Given records:
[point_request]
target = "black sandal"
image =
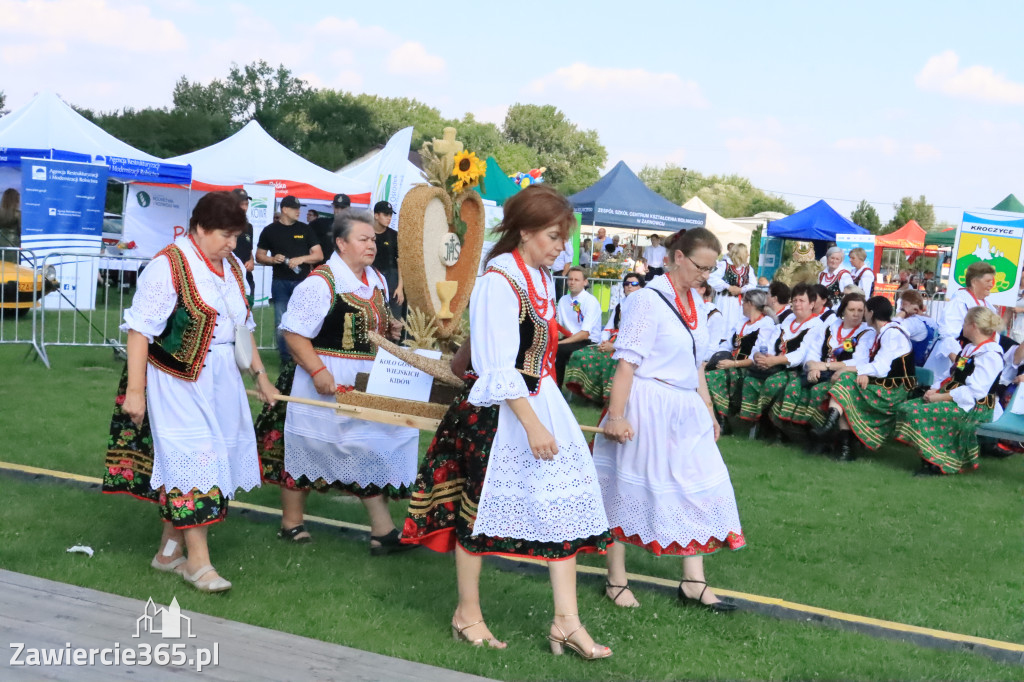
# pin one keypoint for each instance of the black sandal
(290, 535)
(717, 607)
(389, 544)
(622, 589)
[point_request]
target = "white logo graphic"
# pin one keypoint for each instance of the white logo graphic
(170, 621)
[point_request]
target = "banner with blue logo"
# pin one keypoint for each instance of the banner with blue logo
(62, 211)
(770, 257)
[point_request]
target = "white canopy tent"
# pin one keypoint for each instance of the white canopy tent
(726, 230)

Exercise description:
Make an exact copy of the data, leaving its pictures out.

Output below:
[point_request]
target = "black sandal"
image =
# pin one keypoint for each instance of the black sandal
(290, 535)
(717, 607)
(389, 544)
(622, 589)
[point_request]
target = "white logo graphic"
# pin one keypoint for each instance of the white logo graphic
(170, 621)
[point_request]
target = "banner with blue logo"
# pin one keypoint for each instance of the banner with blue logo
(62, 211)
(770, 257)
[point_request]
target = "white canopy tent"
# pin one keypoint for each instance of the white canopy tent
(726, 230)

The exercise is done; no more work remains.